====== Input ======

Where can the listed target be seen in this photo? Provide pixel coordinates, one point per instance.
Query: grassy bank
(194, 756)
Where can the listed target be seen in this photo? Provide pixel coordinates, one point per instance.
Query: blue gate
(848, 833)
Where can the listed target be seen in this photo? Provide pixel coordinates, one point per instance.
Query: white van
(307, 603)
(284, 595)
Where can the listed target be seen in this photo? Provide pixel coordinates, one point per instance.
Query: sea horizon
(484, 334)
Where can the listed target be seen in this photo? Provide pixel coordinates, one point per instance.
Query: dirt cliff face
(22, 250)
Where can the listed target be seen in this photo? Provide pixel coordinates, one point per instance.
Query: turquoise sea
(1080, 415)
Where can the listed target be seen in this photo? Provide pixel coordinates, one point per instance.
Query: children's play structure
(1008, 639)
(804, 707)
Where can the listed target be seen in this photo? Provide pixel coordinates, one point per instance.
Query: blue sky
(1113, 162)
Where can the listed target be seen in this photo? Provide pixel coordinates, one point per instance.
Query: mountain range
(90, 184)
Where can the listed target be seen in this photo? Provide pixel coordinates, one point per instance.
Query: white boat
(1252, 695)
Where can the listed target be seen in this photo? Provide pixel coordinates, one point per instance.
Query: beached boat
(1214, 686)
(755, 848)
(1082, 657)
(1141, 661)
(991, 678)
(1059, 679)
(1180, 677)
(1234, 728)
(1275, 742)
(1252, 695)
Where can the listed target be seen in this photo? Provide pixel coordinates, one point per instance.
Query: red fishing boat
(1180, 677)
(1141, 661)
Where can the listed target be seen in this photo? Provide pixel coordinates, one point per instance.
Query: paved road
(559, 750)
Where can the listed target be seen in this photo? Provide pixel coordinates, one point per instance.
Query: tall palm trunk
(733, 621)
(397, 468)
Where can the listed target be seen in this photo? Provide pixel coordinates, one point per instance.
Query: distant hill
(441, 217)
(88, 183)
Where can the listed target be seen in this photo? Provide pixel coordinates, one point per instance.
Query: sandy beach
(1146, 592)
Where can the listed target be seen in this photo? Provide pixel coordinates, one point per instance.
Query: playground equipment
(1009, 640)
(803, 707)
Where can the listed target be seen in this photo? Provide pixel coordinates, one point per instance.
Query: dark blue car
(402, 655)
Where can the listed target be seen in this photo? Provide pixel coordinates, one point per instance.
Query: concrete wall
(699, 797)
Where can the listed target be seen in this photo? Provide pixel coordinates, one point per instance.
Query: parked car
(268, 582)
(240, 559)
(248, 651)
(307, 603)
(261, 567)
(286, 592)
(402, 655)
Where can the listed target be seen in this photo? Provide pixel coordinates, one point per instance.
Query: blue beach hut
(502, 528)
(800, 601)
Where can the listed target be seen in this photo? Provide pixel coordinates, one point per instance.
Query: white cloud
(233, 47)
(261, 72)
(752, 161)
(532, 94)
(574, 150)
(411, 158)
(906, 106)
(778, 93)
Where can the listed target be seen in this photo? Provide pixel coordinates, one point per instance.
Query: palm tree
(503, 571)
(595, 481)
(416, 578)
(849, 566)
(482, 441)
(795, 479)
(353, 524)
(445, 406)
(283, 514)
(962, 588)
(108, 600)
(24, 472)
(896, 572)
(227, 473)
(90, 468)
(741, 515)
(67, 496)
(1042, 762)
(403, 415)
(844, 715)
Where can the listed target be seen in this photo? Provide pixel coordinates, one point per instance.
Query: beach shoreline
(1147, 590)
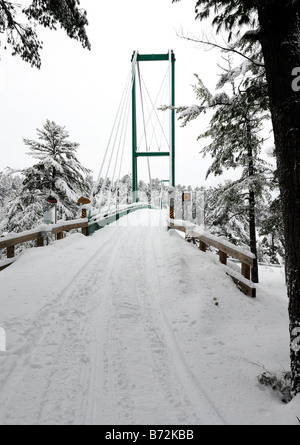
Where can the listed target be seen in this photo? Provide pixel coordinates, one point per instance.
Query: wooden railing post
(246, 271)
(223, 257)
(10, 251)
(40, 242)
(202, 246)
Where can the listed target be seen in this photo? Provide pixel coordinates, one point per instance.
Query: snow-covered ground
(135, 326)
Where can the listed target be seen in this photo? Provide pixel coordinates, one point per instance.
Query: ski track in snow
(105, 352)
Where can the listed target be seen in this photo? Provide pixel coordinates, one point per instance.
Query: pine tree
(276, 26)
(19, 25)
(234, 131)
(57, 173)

======

| What is required |
If pictures appear in the data, omit them and copy all other parts exactly.

| Output for this exercise |
Where can the listed target be seen in this photo? Provide pixel coordinates, one point per instance.
Query: grassy bank
(194, 756)
Where can the listed target be seen in this photo? Provide pixel coordinates, one point per instance.
Query: blue gate
(848, 833)
Where can the listed target be seen in this photo? Provide pixel coordinates, one point per instance.
Query: white van
(307, 603)
(284, 595)
Where can the listed target be seen in this photo? Provide pixel coordinates, one point per instance.
Query: sea horizon
(484, 334)
Where can the listed target be seen in this photo? Provide pixel coordinates, one point per instance.
Query: dirt cliff face
(22, 250)
Where can the listed target be seen in this photo? Provide pixel coordinates, one point per instance.
Query: turquoise sea
(1080, 415)
Where can the listed target be seen in this photo? Provide pixel coordinates, one point per instance.
Query: children's play structure
(1008, 639)
(804, 707)
Where can the listed target be seen in this photo? Provide pixel coordinates, one point per instance.
Query: blue sky
(1113, 162)
Where can the listed target be seen in this photo? Provide pixel coordinates, one point per instance.
Query: mountain range
(90, 184)
Where can the listed target be seen in this photo? Provide pixel coordinates, one point per instance.
Query: white boat
(1252, 695)
Where can the listed target be seen in this photo? Provide pixel coordinates, one point per instance.
Query: beached boat
(1214, 686)
(755, 848)
(1082, 657)
(1141, 661)
(991, 678)
(1059, 679)
(1180, 677)
(1234, 728)
(1275, 742)
(1252, 695)
Where can the listed target be seen in this photo? Provide pixel coordinates, one point per instance.
Query: red fishing boat
(1180, 677)
(1141, 661)
Where can the listed target be seen in this photo? Provide pixel coordinates, one point per instance.
Query: paved road
(559, 750)
Where can the listed target be seen in this photo? Provide pixel coordinates, one point per instance.
Query: tall palm trunk
(733, 621)
(397, 468)
Where can the listed target be seen in this photo? Provide pixel coordinates, one point per instance.
Query: distant hill
(441, 217)
(88, 183)
Where can the listed target be seen in this photo? Provide pixel coordinates, one point per instance.
Query: sandy beach
(1146, 592)
Where can the listed target be seen in this photo? Provide pixel coordinates, one point per instance.
Query: playground equipment
(1009, 640)
(803, 707)
Where can the listed target be seen in this photo? Provide pixel coordinates, one point per instance.
Query: dark blue car
(402, 655)
Where can the listed target be seen in this photo? Provide pixel coordinates, one point per instance.
Query: concrete wall
(699, 797)
Where can the listed target be seen in this photo? Provide pixel coordinates, one point per instance.
Query: parked car
(268, 582)
(240, 559)
(248, 651)
(307, 603)
(261, 567)
(286, 592)
(402, 655)
Where can the listed target be seen in this photo? Provide pixel coordinates, one point per instance.
Query: blue beach hut
(502, 528)
(800, 601)
Where can the listed target be seen in this photo? Provide pixel coordinates, one point per instance.
Query: white cloud
(233, 47)
(261, 72)
(752, 161)
(532, 94)
(574, 150)
(411, 158)
(906, 106)
(778, 93)
Where can the listed target be seen in this photo? Provide pixel coordinates, one point per instance.
Query: palm tree
(503, 571)
(595, 481)
(416, 578)
(849, 566)
(482, 441)
(795, 479)
(353, 524)
(445, 406)
(283, 514)
(962, 588)
(108, 600)
(24, 472)
(896, 572)
(227, 473)
(90, 468)
(741, 515)
(67, 496)
(1042, 762)
(403, 415)
(844, 715)
Where can the listed target be seen in this photo? Provide pixel coordinates, one point per instance.
Query: beach shoreline
(1147, 590)
Where can the listed target be seen in this photo? Provide pixel coordinates, one point per instance.
Query: wooden railing post
(246, 271)
(223, 257)
(10, 251)
(40, 242)
(202, 246)
Where can the listed target be seen in this photo? Provide pixel coordinates, one point per instance.
Query: snow-covered ground
(135, 326)
Where can the listed target be seen in this photo? Provide pixel coordinates, one point per instance.
Query: ski track in snow
(105, 352)
Where can the listed target be seen in this photo? Provide pixel coordinates, one point per instance.
Query: pine tree
(276, 26)
(19, 25)
(234, 131)
(57, 173)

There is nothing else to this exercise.